* Start Listed records *

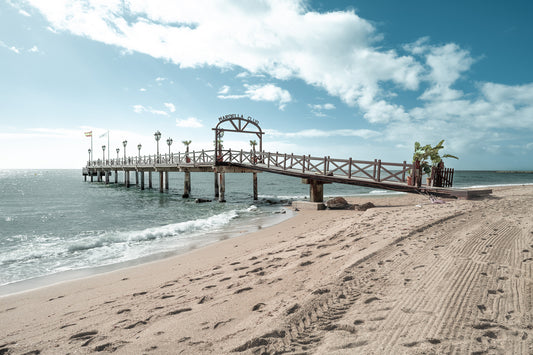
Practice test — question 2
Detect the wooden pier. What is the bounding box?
[83,115,492,203]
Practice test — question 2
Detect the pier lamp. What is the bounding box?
[167,138,174,160]
[122,141,128,163]
[154,131,161,162]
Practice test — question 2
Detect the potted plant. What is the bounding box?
[250,140,257,164]
[181,141,192,163]
[413,139,459,186]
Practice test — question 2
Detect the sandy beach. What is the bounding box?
[0,186,533,354]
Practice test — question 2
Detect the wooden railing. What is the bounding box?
[87,149,413,183]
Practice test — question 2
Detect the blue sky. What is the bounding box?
[0,0,533,170]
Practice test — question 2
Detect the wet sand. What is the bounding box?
[0,186,533,354]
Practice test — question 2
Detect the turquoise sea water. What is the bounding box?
[0,170,533,294]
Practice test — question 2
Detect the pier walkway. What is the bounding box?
[83,149,491,202]
[83,114,492,203]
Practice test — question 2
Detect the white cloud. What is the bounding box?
[133,103,172,116]
[176,117,204,128]
[218,84,292,110]
[133,105,146,113]
[218,85,230,95]
[163,102,176,112]
[25,0,422,113]
[265,129,380,139]
[307,103,336,117]
[18,0,533,159]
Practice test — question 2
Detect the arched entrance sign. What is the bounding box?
[213,114,265,161]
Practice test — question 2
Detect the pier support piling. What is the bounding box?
[182,171,191,198]
[218,172,226,202]
[302,179,330,202]
[214,172,218,198]
[252,173,257,201]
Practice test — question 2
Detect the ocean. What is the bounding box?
[0,169,533,295]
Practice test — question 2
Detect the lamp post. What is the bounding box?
[122,140,128,163]
[167,138,174,160]
[154,131,161,163]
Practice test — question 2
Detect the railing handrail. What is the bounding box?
[87,149,412,183]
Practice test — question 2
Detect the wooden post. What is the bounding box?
[218,172,226,202]
[215,172,218,198]
[182,171,191,198]
[309,180,324,202]
[252,173,257,201]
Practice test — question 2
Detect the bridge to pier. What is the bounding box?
[83,114,491,202]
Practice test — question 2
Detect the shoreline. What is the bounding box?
[0,190,406,299]
[0,186,533,354]
[0,205,297,299]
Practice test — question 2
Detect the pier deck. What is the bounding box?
[83,149,492,202]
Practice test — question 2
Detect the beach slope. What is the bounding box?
[0,186,533,354]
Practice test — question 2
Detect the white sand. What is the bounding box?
[0,186,533,354]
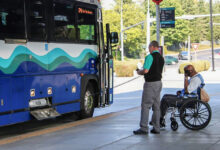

* End Listed records *

Output every item above verbatim, omitting the pictures.

Practice test — question 2
Detect the wooden pier. What is the bounding box?
[83,115,492,203]
Practice test — question 2
Detect the pier lamp. What is the bounding box?
[167,138,174,160]
[122,141,128,163]
[154,131,161,162]
Practice test — question 2
Detect the potted plant. What is the bounding box?
[250,140,257,164]
[181,141,192,163]
[413,139,459,186]
Practice test — question 2
Detect the sandy beach. What is the bounding box?
[0,186,533,354]
Practice test — question 2
Detect the wooden railing. What is the bounding box?
[87,149,413,183]
Practice test — question 2
Detect the blue sky. What is the bounding box?
[0,0,533,170]
Practice test — question 2
Detect the wet sand. What is the bounding box?
[0,186,533,354]
Practice test — question 2
Detect the turquoise sea water. What is the bounding box?
[0,170,533,294]
Practice test — question 2
Detect the pier walkway. What is the bounding box?
[83,149,491,202]
[83,114,492,203]
Practice test — question 2
Detect the white cloud. What is the bounding box?
[133,103,172,116]
[176,117,204,128]
[218,84,292,110]
[133,105,146,113]
[218,85,230,95]
[163,102,176,112]
[25,0,422,113]
[265,129,380,139]
[307,103,336,117]
[18,0,533,159]
Practice test — question 2
Detect the arched entrance sign. What is the bounding box?
[213,114,265,161]
Practice test — question 2
Detect the pier support piling. What is the bounding box?
[182,171,191,198]
[218,172,226,202]
[302,179,330,202]
[214,172,218,198]
[252,173,257,201]
Practice test — question 2
Detect the ocean. What is the bounding box?
[0,169,533,295]
Practice test — question 2
Detect the lamp post. What is the bounding box?
[122,140,128,163]
[167,138,174,160]
[154,131,161,163]
Practice test — question 2
Detect the railing handrail. What is the bounding box?
[87,149,412,183]
Practice test — question 2
Detect the wooden post. What is the bounding box?
[218,172,226,202]
[215,172,218,198]
[182,171,191,198]
[309,180,324,202]
[252,173,257,201]
Practice test — question 2
Detect the bridge to pier. What is the bounding box?
[83,114,491,202]
Practice test — question 2
Detect the shoreline. What is the bounding box?
[0,190,406,299]
[0,186,533,354]
[0,205,297,299]
Practice test — question 2
Detect the pier deck. What is the bounding box?
[83,149,492,202]
Practice test — question 2
Detect the beach slope. What is the bounding box?
[0,186,533,354]
Practice test — question 2
Detect the white sand. What is the bounding box?
[0,186,533,354]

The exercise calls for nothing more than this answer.